* _TASK SET_
1) In the passage on pandemic-era online teaching, which three codes make up the theme of Academic Grace?
2) Write out the portion of the passage on pandemic-era online teaching that begins at the words "6.2 Academic Grace" and stops after "from their faculty.".

* _TEXT PASSAGE_

In contrast, the asynchronous format was chosen and promoted by some instructors during the pandemic as a means of providing maximum flexibility to students and instructors (Dietz et al., 2021; Heath & Shine, 2021). These instructors recognized the time and schedule disruption the pandemic had brought to student lives. Preference for lecture format may depend on the individual circumstances and life-stage of the learner. Meanwhile, some engineering faculty who taught online during the pandemic believed that neither asynchronous pre-recorded nor synchronous live lectures were better in all situations (Abel, 2021).

6.2 Academic Grace

A new theme emerged in addition to the OISS recommended areas of competency: that of Academic Grace, which encompasses the codes Understanding (U), Patience (P), and Flexibility (X). FYEs advised that online faculty should be understanding about the challenges faced while learning in the online environment, as well as the impacts of the pandemic on their personal lives. As a result of these challenges and impacts, they required patience and flexibility from their faculty.

Understanding has been observed among the characteristics of good in-person teachers (Crawley, 2013; DiBenedetto, 2011; Slate et al., 2011). It is also among the traits of excellent engineering professors (Pomales-Garcia & Liu, 2007). Faculty understanding and empathy were especially important during the pandemic. Being able to consciously take on the perspective of others has been considered a central component of empathy building for engineers (Walther et al., 2017). The abilities to emotionally connect with students, care for them, and empathize with them were found to be necessary skills for online faculty, as students learning online during the pandemic desired faculty understanding of their new barriers and stressors and what they were going through (Mishraa et al., 2020). Students mentioned the difficulties of learning from home, referencing a lack of dedicated study spaces and frequent interruptions by family members. Some students detailed the difficulties of logging onto class from their dining room tables alongside parents and siblings, who were also working and learning online. The following quotes explain the students’ desire for faculty understanding of their struggles with distractions while learning online from home:

“Understand that not everyone has a good space to study and work, and will struggle and may need extra time.”

“Be considerate with work, there are a lot of distractions at home for us students that make learning difficult, distractions we can’t do anything about.”

Dedicated space to study in at-home environments was also a struggle for students during the pandemic. International students, especially those in developing countries, may lack a solitary place to study at home (Lagi, 2020). US engineering students from higher economic backgrounds were more likely to have a quiet place to study during the pandemic (Thompson & Rodriguez-Nikl, 2021). Faculty should be aware of the inequities within their classroom communities regarding access to quiet study spaces.

FYEs requested patience and understanding from instructors about their troubles with unstable home internet connections, which were not as reliable as campus connections for students.

“Understand that students will possibly be experiencing technical difficulties (ex: bad Wi-Fi).”

Many students faced issues with access to the internet or computing resources during the COVID-19 pandemic (Hart et al., 2021; Herold & Chen, 2021; Means & Neisler, 2021). These issues were more common in the lives of lower-income students, minoritized students, and rural students (Jaggars et al., 2021). International students, especially those from developing countries, which may lack network infrastructure, were also likely to struggle with access to the internet and computers (Jones & Chacko, 2021; Lagi, 2020; Landa et al., 2021; Naik et al., 2021; Noor et al., 2020; Pokhrel & Chhetri, 2021). To address these distributive justice issues, it is recommended that online programs offer to print and mail materials and loan tablets to students forced online due to the pandemic (Lagi, 2020). However, these efforts may not be enough. During the COVID-19 transition, many California community colleges did practice technology distribution and still estimate that about one third of students will face barriers accessing class despite these efforts (Hart et al., 2021).

* _LISTED ENTRIES_
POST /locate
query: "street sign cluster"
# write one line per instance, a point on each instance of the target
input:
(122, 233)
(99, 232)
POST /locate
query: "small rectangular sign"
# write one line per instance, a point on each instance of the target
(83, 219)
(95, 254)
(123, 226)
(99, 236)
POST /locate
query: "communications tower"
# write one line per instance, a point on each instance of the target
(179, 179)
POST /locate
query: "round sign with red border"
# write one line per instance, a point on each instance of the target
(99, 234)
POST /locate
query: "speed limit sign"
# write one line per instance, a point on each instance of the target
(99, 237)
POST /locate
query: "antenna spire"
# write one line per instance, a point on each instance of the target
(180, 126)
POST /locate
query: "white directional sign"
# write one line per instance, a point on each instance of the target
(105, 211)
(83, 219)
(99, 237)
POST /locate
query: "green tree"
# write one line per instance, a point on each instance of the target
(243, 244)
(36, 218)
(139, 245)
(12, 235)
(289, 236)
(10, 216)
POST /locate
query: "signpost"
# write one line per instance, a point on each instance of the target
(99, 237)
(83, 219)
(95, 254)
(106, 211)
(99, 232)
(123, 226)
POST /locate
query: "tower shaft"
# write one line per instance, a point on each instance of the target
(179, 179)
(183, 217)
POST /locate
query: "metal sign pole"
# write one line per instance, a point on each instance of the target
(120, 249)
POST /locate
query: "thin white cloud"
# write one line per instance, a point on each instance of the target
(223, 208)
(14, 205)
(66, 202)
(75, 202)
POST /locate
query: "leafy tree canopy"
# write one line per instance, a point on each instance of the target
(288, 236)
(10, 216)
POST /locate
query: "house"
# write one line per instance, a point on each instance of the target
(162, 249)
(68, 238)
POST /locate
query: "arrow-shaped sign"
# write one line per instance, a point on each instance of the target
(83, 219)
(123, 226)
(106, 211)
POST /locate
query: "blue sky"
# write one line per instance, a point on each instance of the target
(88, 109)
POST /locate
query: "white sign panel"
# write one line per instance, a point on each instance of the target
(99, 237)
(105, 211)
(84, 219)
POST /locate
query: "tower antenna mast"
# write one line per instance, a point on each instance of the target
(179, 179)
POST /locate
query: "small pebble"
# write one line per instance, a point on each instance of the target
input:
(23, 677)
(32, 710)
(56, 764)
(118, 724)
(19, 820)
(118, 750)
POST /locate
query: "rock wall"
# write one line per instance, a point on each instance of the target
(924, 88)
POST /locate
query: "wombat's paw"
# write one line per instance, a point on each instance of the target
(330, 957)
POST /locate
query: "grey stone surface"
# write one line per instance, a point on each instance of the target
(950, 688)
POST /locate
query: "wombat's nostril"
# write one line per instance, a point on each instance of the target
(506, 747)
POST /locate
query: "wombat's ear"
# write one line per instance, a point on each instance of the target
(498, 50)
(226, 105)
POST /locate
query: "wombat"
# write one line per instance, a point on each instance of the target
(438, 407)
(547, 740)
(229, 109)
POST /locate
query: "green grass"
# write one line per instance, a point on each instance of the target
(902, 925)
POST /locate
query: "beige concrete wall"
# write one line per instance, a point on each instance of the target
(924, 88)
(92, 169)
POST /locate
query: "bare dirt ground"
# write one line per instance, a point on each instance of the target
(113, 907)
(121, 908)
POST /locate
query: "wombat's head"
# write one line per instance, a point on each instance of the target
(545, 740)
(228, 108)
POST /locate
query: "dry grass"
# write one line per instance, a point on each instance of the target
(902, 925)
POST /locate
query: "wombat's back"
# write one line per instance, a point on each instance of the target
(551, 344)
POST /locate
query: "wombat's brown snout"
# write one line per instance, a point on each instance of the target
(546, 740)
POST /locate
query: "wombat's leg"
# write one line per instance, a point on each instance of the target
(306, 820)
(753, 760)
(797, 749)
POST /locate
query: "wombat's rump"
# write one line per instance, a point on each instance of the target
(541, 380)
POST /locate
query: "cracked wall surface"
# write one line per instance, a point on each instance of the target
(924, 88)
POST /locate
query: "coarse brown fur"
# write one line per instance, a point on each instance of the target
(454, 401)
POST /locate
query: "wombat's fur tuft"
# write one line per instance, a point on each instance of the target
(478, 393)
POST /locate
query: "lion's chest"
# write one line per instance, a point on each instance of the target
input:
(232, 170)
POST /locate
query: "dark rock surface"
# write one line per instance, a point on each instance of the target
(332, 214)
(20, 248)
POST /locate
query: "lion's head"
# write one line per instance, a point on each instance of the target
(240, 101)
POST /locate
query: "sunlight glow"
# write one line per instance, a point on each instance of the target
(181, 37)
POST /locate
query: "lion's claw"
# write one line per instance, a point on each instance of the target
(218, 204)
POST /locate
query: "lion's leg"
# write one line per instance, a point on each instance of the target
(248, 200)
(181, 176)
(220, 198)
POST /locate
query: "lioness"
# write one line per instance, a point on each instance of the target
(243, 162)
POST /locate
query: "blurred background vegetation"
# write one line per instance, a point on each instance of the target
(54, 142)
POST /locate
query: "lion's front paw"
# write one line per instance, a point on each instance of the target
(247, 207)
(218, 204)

* _ANSWERS TO THE EXERCISES_
1) Understanding (U), Patience (P), and Flexibility (X).

2)
6.2 Academic Grace

A new theme emerged in addition to the OISS recommended areas of competency: that of Academic Grace, which encompasses the codes Understanding (U), Patience (P), and Flexibility (X). FYEs advised that online faculty should be understanding about the challenges faced while learning in the online environment, as well as the impacts of the pandemic on their personal lives. As a result of these challenges and impacts, they required patience and flexibility from their faculty.